Android开发高手课笔记 - Chapter04

Android开发高手课 【第四节】 课后作业解析 —— 内存监控，分析dump下来的内存快照

这一节的目的是监控内存的变化，课后主要是做了一个使用haha库检查dump下来的heap文件，如果包含两张一模一样的bitmap文件，则输出。

Demo内容

首先，需要将内存的Heap先dump下来，为了方便起见，这里直接显示的声明了一个文件。

override fun onCreate(savedInstanceState: Bundle?) {
        super.onCreate(savedInstanceState)
        setContentView(R.layout.second_activity)

        val bitmap1 = BitmapFactory.decodeResource(resources, R.drawable.test)
        val bitmap2 = BitmapFactory.decodeResource(resources, R.drawable.test)

        img_1.setImageBitmap(bitmap1)
        img_2.setImageBitmap(bitmap2)

        btn_dump.setOnClickListener {
            dumpHeap()
        }
    }

    private fun dumpHeap(){
        Runtime.getRuntime().gc()
        Thread.sleep(100)
        System.runFinalization()
        val heapFile = File( "${Environment.getExternalStorageDirectory()}/heapfile.hprof")
        if (!heapFile.exists()){
            heapFile.createNewFile()
        }
        Debug.dumpHprofData(heapFile.absolutePath)
-=-=-
练习题目
根据页面，课后作业使用哪个库来检查dump下来的heap文件？ 这些记录与页面所讲的内容没有关联。

数据集内容
-=-=-
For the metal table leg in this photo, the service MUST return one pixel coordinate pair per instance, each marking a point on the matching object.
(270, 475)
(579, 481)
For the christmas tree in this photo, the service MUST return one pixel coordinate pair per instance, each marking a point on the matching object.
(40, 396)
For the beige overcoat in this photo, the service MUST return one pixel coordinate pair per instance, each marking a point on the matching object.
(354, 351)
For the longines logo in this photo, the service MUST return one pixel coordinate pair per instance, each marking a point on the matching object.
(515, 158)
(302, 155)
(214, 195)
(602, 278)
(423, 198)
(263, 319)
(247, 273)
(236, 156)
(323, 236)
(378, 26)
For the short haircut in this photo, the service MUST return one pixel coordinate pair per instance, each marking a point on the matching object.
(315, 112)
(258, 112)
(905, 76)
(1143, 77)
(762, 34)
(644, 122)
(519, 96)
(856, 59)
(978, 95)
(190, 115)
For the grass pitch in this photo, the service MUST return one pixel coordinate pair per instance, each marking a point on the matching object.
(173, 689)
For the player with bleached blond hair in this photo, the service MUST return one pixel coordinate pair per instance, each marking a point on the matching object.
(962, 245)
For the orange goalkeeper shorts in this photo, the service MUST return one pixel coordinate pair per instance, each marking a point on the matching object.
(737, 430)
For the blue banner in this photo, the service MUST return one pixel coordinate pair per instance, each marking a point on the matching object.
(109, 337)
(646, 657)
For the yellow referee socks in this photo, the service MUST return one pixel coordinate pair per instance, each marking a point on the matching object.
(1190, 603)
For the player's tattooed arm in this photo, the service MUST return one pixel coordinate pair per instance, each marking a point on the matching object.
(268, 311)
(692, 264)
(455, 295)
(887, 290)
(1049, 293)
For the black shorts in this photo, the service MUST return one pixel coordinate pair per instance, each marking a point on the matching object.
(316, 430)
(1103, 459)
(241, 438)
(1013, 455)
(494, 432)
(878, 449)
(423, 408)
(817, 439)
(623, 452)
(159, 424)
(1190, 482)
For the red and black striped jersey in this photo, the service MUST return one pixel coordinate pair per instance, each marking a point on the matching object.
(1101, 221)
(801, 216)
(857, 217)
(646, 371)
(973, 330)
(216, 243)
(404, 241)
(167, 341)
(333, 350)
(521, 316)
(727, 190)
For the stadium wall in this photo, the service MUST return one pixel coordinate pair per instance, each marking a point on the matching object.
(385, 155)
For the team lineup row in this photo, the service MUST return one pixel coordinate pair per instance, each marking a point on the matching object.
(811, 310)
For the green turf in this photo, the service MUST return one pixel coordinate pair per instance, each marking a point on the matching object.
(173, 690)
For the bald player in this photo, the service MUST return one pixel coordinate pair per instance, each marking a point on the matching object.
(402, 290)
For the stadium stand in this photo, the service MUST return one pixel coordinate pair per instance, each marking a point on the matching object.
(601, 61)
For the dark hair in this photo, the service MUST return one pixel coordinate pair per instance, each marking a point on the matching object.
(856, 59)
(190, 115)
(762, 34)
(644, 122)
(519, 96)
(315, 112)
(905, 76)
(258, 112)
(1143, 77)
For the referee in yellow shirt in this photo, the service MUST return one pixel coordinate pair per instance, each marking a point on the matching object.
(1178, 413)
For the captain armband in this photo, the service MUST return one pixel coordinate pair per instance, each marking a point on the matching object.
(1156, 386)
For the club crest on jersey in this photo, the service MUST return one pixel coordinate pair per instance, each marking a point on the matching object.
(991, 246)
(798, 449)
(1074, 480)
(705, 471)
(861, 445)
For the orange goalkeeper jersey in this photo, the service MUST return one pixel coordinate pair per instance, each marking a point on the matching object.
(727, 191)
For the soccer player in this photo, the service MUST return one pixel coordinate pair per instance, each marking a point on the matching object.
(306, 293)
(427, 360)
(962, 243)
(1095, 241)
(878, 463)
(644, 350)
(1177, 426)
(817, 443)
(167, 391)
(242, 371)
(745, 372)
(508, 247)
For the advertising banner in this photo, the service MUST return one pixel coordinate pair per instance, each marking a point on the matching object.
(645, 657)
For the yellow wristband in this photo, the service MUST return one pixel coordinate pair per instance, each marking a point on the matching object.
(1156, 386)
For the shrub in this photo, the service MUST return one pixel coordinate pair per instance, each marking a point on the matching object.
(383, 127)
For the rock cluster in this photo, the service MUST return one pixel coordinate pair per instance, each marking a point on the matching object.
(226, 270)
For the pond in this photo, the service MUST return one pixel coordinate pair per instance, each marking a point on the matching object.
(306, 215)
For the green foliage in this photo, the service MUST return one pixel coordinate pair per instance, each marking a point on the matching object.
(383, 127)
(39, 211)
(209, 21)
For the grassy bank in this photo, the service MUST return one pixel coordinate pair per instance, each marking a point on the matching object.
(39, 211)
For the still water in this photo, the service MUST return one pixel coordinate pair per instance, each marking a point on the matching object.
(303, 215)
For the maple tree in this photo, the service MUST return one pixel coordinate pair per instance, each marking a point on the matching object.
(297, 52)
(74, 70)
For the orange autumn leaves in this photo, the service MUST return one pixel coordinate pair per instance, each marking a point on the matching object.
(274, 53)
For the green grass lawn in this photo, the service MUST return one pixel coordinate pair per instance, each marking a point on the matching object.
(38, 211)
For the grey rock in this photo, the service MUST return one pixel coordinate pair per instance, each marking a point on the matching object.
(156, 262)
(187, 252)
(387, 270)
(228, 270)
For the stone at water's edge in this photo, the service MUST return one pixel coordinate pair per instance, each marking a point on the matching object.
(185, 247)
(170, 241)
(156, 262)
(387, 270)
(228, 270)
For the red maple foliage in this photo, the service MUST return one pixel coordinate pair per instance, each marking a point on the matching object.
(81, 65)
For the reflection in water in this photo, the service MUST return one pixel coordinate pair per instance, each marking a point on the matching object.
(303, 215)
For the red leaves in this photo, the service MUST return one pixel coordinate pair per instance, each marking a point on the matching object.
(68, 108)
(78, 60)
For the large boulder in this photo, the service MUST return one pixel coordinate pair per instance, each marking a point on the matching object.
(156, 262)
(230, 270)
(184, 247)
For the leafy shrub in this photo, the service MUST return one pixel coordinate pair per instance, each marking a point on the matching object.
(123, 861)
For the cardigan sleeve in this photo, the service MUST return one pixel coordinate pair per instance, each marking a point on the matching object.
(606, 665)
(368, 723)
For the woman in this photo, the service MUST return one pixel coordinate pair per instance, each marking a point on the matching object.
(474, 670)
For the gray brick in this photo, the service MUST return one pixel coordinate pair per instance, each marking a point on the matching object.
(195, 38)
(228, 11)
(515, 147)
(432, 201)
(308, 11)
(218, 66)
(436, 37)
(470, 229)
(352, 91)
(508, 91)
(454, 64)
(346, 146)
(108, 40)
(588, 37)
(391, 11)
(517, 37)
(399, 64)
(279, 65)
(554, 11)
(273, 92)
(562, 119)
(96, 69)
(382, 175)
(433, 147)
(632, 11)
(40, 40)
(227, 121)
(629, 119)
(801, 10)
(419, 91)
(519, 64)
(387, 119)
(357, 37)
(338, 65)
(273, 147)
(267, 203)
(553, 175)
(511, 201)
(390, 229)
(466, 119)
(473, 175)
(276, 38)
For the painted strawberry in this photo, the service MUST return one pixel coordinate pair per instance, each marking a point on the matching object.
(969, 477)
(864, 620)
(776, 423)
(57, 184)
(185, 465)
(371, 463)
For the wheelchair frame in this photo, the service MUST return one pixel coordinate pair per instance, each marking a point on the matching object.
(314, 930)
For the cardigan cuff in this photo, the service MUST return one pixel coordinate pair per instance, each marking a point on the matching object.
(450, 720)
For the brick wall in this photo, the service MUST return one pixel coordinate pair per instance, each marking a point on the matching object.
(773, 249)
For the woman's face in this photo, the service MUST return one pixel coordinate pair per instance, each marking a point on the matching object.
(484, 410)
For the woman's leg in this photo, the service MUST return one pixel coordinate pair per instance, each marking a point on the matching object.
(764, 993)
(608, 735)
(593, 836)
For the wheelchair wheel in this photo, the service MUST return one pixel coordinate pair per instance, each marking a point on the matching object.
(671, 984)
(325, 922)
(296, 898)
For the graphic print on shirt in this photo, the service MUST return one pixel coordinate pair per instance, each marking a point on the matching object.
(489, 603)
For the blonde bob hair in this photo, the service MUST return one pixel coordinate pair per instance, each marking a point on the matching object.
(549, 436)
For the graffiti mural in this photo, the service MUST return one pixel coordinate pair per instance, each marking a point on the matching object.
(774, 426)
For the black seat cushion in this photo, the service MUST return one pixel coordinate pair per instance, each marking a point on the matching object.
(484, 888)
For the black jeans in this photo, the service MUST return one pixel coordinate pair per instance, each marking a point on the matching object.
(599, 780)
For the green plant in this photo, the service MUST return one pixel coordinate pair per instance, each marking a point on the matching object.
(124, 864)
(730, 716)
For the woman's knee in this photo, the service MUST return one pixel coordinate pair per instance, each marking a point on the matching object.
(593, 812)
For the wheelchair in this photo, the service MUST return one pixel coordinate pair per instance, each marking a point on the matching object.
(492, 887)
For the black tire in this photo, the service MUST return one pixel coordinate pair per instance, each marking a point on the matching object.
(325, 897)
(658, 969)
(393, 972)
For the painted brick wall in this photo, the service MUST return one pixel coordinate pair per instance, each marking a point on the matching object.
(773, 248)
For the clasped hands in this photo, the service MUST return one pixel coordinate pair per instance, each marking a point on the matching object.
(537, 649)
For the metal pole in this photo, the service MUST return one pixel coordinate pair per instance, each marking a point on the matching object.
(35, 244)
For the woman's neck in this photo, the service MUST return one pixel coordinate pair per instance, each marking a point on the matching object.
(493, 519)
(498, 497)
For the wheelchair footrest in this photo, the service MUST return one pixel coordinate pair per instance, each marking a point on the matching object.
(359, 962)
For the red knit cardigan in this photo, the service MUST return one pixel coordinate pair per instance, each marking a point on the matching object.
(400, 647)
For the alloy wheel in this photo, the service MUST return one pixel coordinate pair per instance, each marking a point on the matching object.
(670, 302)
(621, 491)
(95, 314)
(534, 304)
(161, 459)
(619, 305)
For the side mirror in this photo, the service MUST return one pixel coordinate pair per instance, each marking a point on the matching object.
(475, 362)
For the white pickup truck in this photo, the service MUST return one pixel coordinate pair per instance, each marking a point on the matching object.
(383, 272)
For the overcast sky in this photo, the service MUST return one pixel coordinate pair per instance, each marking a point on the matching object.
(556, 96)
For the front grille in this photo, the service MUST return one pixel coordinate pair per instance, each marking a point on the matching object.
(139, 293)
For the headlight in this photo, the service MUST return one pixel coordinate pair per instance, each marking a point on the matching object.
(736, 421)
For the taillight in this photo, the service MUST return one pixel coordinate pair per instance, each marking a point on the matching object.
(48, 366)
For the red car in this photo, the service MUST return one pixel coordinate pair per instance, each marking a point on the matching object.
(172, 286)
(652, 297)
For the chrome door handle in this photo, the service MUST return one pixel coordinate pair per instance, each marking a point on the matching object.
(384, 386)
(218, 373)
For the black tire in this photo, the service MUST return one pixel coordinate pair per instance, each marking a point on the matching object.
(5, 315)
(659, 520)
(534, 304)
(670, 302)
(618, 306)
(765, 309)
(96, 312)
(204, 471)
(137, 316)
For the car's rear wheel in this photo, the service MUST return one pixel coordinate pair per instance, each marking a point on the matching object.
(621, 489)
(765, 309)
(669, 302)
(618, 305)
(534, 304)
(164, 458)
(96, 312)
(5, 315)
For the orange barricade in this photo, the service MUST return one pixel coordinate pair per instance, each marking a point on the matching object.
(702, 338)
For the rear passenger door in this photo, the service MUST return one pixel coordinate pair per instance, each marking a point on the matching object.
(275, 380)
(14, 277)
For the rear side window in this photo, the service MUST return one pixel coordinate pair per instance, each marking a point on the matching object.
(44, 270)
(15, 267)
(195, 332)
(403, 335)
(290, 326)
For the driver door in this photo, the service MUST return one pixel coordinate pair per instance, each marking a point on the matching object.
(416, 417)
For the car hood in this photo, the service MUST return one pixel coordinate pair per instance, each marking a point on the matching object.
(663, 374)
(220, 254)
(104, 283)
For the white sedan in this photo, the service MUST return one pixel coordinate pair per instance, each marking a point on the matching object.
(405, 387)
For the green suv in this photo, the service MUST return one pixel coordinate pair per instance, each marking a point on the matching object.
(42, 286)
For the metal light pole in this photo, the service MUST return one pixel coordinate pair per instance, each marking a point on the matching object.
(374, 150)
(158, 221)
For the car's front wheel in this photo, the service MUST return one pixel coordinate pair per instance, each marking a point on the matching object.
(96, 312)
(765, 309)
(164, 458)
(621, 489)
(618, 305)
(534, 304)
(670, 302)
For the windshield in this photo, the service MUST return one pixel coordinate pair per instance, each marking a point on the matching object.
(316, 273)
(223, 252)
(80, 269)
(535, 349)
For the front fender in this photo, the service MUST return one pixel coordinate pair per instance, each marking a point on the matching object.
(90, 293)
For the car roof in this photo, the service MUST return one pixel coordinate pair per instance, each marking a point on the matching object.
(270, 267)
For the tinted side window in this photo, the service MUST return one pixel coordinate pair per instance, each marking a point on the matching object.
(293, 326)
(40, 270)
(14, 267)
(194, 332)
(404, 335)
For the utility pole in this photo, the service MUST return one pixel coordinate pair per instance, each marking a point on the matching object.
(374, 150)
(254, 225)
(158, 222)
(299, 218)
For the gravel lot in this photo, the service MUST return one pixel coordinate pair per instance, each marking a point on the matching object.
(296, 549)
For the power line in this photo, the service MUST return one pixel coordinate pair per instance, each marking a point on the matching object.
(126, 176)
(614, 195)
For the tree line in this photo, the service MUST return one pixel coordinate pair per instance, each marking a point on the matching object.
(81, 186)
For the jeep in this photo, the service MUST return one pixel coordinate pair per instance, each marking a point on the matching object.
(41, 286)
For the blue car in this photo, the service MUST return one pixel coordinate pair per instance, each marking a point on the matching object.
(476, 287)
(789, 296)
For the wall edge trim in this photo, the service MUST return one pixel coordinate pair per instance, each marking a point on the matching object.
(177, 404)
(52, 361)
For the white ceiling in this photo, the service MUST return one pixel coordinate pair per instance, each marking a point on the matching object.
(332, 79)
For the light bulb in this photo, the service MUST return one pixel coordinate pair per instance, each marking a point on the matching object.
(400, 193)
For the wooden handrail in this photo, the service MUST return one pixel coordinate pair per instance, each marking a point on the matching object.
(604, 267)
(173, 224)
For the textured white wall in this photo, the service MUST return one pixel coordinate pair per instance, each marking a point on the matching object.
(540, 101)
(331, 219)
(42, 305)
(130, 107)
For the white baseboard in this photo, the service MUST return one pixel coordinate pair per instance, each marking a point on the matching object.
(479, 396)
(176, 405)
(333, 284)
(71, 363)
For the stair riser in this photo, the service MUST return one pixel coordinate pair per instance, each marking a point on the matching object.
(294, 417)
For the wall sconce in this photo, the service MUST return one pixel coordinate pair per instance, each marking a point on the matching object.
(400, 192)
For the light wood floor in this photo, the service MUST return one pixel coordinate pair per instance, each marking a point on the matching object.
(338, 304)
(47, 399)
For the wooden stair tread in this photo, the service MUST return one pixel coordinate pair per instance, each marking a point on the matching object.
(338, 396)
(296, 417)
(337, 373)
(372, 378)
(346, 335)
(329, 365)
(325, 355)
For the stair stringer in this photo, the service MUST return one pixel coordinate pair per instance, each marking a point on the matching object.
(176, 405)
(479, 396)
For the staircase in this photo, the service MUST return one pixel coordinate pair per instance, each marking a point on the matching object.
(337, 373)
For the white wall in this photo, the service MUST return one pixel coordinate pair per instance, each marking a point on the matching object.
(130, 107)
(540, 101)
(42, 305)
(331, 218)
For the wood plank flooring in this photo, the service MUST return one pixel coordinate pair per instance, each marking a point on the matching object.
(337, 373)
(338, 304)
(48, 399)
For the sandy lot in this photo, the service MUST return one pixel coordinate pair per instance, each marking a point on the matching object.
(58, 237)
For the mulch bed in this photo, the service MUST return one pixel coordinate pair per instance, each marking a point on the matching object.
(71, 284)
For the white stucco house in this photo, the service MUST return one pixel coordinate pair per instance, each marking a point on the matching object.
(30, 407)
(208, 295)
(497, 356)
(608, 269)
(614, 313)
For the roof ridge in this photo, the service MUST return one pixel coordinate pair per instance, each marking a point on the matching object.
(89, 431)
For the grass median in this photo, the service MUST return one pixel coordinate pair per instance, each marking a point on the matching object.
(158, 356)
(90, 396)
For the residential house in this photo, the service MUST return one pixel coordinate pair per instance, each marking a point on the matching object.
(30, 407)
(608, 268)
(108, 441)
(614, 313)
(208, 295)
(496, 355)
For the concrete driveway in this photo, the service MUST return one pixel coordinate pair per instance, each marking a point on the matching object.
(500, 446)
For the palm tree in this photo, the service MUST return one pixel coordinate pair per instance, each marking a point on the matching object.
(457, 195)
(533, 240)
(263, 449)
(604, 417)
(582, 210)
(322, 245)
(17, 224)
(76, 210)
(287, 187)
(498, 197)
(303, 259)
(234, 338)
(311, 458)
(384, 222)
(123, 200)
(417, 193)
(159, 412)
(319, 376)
-=-=-
参考答案
课后作业使用的是haha库。